■ **STATED GOAL**: Copy out, character for character, everything in the records from the line containing "Reviewer note: verify that every instance of the bird's foot" down to the line containing "[[150, 160], [207, 175]]", including both of those lines, and output nothing else.

-- START OF AVAILABLE RECORDS --

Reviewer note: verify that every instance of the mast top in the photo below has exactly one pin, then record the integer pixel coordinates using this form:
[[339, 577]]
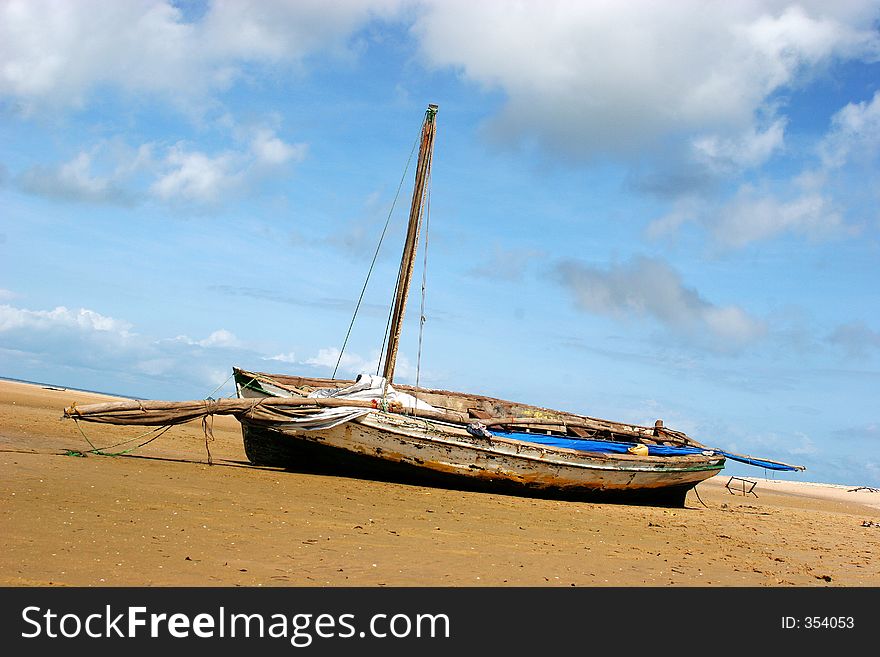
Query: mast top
[[407, 262]]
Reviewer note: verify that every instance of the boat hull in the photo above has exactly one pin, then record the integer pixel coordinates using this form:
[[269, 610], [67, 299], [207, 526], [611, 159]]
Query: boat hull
[[391, 447]]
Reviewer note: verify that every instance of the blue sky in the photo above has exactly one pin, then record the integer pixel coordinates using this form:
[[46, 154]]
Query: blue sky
[[638, 210]]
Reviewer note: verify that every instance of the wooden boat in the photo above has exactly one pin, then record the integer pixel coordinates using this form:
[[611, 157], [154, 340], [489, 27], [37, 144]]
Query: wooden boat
[[372, 427]]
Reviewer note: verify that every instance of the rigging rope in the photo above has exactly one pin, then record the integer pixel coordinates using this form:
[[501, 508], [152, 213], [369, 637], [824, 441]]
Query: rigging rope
[[373, 263], [422, 317]]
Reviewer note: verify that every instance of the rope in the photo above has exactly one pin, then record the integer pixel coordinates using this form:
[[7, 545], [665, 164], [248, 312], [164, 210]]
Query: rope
[[101, 450], [373, 263], [697, 493], [422, 317]]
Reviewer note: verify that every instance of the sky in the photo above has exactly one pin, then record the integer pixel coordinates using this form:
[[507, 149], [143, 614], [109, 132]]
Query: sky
[[637, 210]]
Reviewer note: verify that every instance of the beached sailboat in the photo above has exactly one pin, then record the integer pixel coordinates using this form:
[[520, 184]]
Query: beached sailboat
[[372, 427]]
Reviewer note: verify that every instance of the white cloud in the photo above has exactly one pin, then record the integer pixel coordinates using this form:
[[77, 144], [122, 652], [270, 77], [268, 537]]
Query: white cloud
[[76, 180], [54, 53], [269, 150], [749, 149], [855, 132], [350, 363], [650, 287], [12, 318], [89, 349], [289, 357], [506, 264], [856, 338], [219, 338], [176, 174], [586, 78], [195, 176], [750, 217]]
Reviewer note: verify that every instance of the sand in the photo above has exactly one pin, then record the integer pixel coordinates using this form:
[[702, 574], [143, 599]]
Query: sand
[[161, 516]]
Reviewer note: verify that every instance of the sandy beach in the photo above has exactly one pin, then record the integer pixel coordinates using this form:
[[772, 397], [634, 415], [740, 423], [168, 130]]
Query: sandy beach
[[162, 516]]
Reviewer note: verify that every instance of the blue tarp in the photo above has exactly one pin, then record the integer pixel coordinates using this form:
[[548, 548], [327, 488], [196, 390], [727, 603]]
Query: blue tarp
[[612, 447]]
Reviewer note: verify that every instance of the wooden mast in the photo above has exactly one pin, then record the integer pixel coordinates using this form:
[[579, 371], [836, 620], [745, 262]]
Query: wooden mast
[[410, 247]]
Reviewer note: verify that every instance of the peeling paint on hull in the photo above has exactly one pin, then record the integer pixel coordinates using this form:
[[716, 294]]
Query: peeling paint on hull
[[397, 447]]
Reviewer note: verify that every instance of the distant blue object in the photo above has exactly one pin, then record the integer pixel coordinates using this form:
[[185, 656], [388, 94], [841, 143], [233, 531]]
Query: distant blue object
[[612, 447]]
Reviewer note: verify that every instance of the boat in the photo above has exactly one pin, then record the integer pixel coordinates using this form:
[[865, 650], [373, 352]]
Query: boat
[[373, 427]]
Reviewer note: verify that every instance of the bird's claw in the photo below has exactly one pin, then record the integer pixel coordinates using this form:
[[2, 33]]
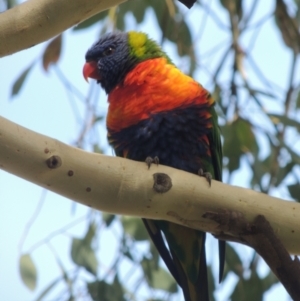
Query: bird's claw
[[207, 175], [150, 160]]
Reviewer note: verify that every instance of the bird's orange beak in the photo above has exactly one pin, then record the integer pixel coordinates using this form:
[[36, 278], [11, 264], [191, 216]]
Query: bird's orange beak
[[90, 70]]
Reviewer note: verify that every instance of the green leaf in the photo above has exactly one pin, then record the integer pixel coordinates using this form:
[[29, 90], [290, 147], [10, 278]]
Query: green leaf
[[135, 228], [283, 172], [238, 140], [294, 190], [82, 253], [234, 7], [84, 256], [269, 281], [91, 21], [28, 271], [233, 261], [248, 289], [276, 119], [298, 97], [211, 283], [158, 278], [90, 234], [108, 218], [20, 81], [103, 291]]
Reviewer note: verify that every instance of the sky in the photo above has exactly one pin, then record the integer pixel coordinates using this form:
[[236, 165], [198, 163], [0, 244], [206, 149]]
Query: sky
[[44, 106]]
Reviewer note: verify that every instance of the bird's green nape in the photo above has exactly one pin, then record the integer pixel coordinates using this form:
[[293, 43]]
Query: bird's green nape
[[143, 48]]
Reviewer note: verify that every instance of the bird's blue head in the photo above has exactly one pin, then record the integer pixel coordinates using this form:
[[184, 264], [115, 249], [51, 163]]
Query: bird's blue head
[[115, 54]]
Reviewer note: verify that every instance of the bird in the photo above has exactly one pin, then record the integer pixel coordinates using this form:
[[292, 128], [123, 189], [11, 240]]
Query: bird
[[159, 114]]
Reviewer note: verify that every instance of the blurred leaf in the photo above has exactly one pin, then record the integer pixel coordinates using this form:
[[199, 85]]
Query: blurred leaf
[[20, 81], [238, 140], [288, 26], [138, 10], [248, 289], [298, 100], [103, 291], [90, 234], [82, 252], [283, 172], [211, 283], [285, 121], [83, 255], [91, 21], [158, 278], [28, 271], [269, 281], [108, 218], [233, 261], [294, 190], [135, 228], [52, 52], [234, 7], [48, 289]]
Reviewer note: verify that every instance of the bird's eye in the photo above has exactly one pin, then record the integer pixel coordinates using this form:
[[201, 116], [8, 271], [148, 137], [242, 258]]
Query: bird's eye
[[108, 51]]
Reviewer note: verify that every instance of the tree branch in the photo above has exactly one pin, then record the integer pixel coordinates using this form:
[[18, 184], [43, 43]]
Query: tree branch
[[36, 21], [260, 236], [127, 187]]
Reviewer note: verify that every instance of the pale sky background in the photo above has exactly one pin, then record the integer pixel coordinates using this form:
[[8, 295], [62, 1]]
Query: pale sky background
[[44, 106]]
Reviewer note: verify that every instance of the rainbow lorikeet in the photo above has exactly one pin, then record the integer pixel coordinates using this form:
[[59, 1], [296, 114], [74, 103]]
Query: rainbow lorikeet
[[157, 111]]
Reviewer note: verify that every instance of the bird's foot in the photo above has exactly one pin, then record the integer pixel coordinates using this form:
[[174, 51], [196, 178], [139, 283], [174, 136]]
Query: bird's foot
[[150, 160], [207, 175]]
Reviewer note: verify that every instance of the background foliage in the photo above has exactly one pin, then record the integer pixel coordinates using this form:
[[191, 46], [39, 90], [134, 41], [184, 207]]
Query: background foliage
[[258, 116]]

-- END OF AVAILABLE RECORDS --

■ **IN RESPONSE**:
Reviewer note: verify that every instance of the bird's foot in the photo above has exactly one pin, then record the integer pixel coordinates using this form:
[[174, 51], [196, 178], [139, 283], [174, 136]]
Query: bird's foot
[[150, 160], [207, 175]]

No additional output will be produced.